Work instructions » Reproduce all of the data word for word.

Data for processing »
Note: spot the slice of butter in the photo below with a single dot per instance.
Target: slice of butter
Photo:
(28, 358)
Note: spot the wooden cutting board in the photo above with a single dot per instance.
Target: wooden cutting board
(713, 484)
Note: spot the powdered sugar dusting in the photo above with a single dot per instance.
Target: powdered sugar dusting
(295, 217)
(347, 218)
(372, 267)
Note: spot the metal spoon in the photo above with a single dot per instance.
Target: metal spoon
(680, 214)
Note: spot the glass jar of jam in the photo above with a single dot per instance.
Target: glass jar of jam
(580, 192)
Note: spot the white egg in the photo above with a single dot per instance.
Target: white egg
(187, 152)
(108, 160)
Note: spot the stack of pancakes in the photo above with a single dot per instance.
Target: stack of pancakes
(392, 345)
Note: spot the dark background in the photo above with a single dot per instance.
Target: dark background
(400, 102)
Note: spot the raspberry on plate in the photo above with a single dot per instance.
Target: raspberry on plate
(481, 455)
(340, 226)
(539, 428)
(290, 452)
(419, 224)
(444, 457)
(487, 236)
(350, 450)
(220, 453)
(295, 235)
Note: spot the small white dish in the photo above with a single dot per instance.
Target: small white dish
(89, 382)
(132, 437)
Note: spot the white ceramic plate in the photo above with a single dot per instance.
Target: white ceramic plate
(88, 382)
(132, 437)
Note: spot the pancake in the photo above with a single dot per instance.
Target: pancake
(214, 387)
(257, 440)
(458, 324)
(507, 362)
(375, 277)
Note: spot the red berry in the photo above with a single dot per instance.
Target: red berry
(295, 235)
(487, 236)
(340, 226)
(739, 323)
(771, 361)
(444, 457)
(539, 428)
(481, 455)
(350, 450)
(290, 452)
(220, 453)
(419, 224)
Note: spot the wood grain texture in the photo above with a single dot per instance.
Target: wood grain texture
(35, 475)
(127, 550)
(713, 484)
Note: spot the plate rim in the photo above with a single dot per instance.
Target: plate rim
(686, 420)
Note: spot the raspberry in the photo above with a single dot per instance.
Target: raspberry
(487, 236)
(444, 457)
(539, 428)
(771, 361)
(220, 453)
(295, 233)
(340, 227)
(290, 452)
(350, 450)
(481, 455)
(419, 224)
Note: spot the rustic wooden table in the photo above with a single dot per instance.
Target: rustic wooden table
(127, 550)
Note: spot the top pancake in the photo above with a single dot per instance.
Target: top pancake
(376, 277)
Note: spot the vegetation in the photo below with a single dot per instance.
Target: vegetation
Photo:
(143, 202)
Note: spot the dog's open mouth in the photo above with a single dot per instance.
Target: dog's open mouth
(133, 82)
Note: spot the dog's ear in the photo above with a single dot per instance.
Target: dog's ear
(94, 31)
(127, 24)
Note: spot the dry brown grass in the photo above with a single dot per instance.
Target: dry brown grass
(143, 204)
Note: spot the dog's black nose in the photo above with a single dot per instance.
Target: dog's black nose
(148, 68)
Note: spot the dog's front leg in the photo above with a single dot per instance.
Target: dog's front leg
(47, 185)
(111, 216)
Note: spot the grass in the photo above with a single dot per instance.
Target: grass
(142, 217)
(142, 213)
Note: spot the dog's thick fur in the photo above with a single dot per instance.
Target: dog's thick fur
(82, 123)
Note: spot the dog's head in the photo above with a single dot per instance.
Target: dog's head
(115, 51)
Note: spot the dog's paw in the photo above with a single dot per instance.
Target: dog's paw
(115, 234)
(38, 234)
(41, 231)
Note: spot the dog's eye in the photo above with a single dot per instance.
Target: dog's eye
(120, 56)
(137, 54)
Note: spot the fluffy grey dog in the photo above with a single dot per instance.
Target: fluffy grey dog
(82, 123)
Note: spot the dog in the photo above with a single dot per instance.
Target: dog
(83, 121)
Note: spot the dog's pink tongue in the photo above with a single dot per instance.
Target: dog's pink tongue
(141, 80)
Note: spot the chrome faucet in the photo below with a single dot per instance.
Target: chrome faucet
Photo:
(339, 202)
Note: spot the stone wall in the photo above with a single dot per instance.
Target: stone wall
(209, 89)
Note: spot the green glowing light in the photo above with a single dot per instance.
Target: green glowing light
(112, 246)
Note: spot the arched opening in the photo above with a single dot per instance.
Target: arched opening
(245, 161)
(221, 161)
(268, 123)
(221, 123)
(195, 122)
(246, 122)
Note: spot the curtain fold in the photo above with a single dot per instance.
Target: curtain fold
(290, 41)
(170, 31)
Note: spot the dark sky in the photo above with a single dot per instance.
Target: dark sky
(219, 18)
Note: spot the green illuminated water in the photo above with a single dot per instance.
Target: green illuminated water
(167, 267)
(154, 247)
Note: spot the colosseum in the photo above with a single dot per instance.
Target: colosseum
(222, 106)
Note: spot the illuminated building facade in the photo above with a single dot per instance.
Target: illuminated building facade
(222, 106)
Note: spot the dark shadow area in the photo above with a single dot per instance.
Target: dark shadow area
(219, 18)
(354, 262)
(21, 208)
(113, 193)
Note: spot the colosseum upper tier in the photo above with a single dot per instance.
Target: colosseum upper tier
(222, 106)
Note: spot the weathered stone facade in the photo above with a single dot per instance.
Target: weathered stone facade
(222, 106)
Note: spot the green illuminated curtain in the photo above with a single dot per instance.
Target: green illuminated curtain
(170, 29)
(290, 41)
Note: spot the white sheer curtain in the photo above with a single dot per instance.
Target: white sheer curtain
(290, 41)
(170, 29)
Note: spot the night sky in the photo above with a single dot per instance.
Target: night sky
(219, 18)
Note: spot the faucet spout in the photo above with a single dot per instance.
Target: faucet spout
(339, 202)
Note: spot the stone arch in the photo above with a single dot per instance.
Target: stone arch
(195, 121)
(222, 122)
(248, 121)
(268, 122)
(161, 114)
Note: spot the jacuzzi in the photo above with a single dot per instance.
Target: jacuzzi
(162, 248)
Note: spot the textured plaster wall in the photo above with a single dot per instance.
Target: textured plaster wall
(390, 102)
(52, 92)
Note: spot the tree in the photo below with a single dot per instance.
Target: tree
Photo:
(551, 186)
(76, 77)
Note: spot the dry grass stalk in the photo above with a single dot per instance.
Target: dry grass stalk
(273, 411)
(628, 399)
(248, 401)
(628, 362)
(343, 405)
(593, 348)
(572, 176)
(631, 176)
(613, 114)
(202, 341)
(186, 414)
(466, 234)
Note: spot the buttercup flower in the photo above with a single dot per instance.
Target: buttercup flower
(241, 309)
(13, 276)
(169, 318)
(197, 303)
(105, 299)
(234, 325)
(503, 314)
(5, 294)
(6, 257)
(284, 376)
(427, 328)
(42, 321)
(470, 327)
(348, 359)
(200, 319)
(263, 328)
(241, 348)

Output of the exercise »
Note: spot the slice of butter in the photo below with a single dot per instance.
Target: slice of butter
Photo:
(28, 358)
Note: spot the wooden cutting board in the photo above with a single dot per instance.
Target: wooden cutting board
(713, 484)
Note: spot the powdered sugar dusting in the photo above with a single dot per instance.
Target: powdered sugar dusting
(295, 217)
(347, 218)
(372, 267)
Note: spot the metal spoon in the photo above with a single dot per instance.
Target: metal spoon
(680, 214)
Note: spot the glass jar of jam in the photo above with a single dot per instance.
Target: glass jar of jam
(580, 192)
Note: spot the white egg in the photo above with a single dot per instance.
Target: white egg
(187, 152)
(108, 160)
Note: spot the stack of pancakes in the photo above with a single dot per instance.
Target: stack of pancakes
(392, 345)
Note: spot the dark background in the photo above with a single dot per instance.
Target: dark background
(400, 102)
Note: spot the raspberry on plate in the photo above with a single dot per instance.
Target: raspberry on plate
(481, 455)
(340, 226)
(539, 428)
(290, 452)
(419, 224)
(444, 457)
(487, 236)
(350, 450)
(220, 453)
(295, 235)
Note: spot the small white dish in the photo above with a single dot per instance.
Target: small white dish
(89, 382)
(132, 437)
Note: spot the white ceramic plate in the photo above with a single dot per instance.
Target: white ceramic plate
(88, 382)
(132, 437)
Note: spot the pancake in the photo above with a single dot per instance.
Target: pancake
(214, 387)
(257, 440)
(458, 324)
(507, 362)
(375, 277)
Note: spot the red berry in the photo above with a single dot per instance.
Target: red berry
(295, 235)
(487, 236)
(340, 226)
(739, 323)
(771, 361)
(444, 457)
(539, 428)
(481, 455)
(350, 450)
(290, 452)
(220, 453)
(419, 224)
Note: spot the wood grain texture in the photo above with a single dot per instance.
Target: wood grain texture
(35, 475)
(127, 550)
(713, 484)
Note: spot the plate rim in the photo above with a single dot per instance.
Target: plate rim
(686, 420)
Note: spot the raspberry in the photo above with a single dot per instance.
Target: raspberry
(487, 236)
(444, 457)
(539, 428)
(771, 361)
(220, 453)
(295, 233)
(340, 227)
(290, 452)
(350, 450)
(481, 455)
(419, 224)
Note: spot the rustic wooden table in the photo above with a single dot per instance.
Target: rustic wooden table
(127, 550)
Note: spot the top pancake in the photo above with a single dot per instance.
Target: top pancake
(376, 277)
Note: spot the vegetation in the photo below with a single dot per instance.
Target: vegetation
Photo:
(143, 202)
Note: spot the dog's open mouth in the photo above with a single dot per instance.
Target: dog's open mouth
(133, 82)
Note: spot the dog's ear in the photo above with a single dot per instance.
Target: dog's ear
(94, 31)
(127, 24)
Note: spot the dry brown grass in the photo above with a single dot per instance.
Target: dry brown grass
(143, 204)
Note: spot the dog's black nose in the photo above with a single dot per instance.
Target: dog's black nose
(148, 68)
Note: spot the dog's front leg in the photo above with a single dot per instance.
Target: dog's front leg
(47, 185)
(111, 216)
Note: spot the grass in the photo above with a single dot per instance.
Target: grass
(142, 217)
(142, 213)
Note: spot the dog's thick fur in the photo above with a single dot per instance.
Target: dog's thick fur
(82, 123)
Note: spot the dog's head in the photo above with a single dot per instance.
Target: dog's head
(115, 51)
Note: spot the dog's paw in the photo above with a single dot per instance.
Target: dog's paw
(115, 234)
(38, 234)
(41, 231)
Note: spot the dog's eye in the photo above with a single dot per instance.
Target: dog's eye
(120, 56)
(137, 54)
Note: spot the fluffy grey dog in the photo above with a single dot per instance.
Target: fluffy grey dog
(82, 123)
Note: spot the dog in the photo above with a single dot per instance.
Target: dog
(83, 121)
Note: spot the dog's pink tongue in the photo above with a single dot per instance.
Target: dog's pink tongue
(141, 80)
Note: spot the chrome faucet in the photo below with a single dot per instance.
Target: chrome faucet
Photo:
(339, 202)
Note: spot the stone wall in the photo above with a single dot per instance.
Target: stone wall
(209, 89)
Note: spot the green glowing light in the photo above with a single dot per instance.
Target: green glowing light
(112, 246)
Note: spot the arched opening in the photo above with a single dot per instance.
Target: arched opening
(245, 161)
(221, 161)
(268, 123)
(221, 123)
(195, 122)
(246, 122)
Note: spot the curtain fold in the photo above with a single dot per instance.
Target: curtain fold
(290, 41)
(170, 31)
Note: spot the dark sky in the photo above with a single dot per instance.
Target: dark sky
(219, 18)
Note: spot the green illuminated water in the photo above with a single dot per instance.
Target: green illuminated water
(167, 267)
(154, 247)
Note: spot the colosseum in the photo above with a single dot per instance.
Target: colosseum
(222, 106)
Note: spot the illuminated building facade in the photo above with a single dot per instance.
Target: illuminated building facade
(222, 106)
Note: spot the dark shadow area in the photo above with a single dot per instance.
Target: dark shadow area
(219, 18)
(354, 262)
(21, 208)
(113, 193)
Note: spot the colosseum upper tier in the photo above with a single dot per instance.
Target: colosseum upper tier
(222, 106)
Note: spot the weathered stone facade in the photo above with a single dot per instance.
Target: weathered stone facade
(222, 106)
Note: spot the green illuminated curtain in the photo above with a single dot per instance.
Target: green illuminated curtain
(170, 29)
(290, 41)
Note: spot the white sheer curtain in the photo above with a single dot per instance.
Target: white sheer curtain
(290, 41)
(170, 29)
Note: spot the night sky in the photo above with a single dot per instance.
Target: night sky
(219, 18)
Note: spot the faucet spout in the photo above with a single dot per instance.
Target: faucet spout
(339, 202)
Note: spot the stone arch in the photo above with a single dot per instance.
Target: stone arch
(195, 121)
(222, 122)
(248, 121)
(268, 122)
(161, 114)
Note: spot the jacuzzi in the photo above with a single dot per instance.
Target: jacuzzi
(162, 248)
Note: spot the textured plaster wall in the photo above with a single dot per instance.
Target: textured plaster wall
(390, 102)
(52, 92)
Note: spot the tree in the photo below with a single dot per instance.
Target: tree
Photo:
(551, 186)
(76, 77)
Note: spot the dry grass stalk in the photo above with a single dot per instance.
Target: dry grass stalk
(273, 411)
(628, 399)
(248, 401)
(628, 362)
(343, 405)
(593, 348)
(572, 176)
(631, 176)
(613, 114)
(202, 341)
(186, 414)
(466, 234)
Note: spot the buttercup flower in the photo above with a single dot per instance.
Target: buttercup flower
(241, 309)
(13, 276)
(169, 318)
(197, 303)
(105, 299)
(234, 325)
(503, 314)
(5, 294)
(6, 257)
(284, 376)
(427, 328)
(42, 321)
(470, 327)
(348, 359)
(200, 319)
(263, 328)
(241, 348)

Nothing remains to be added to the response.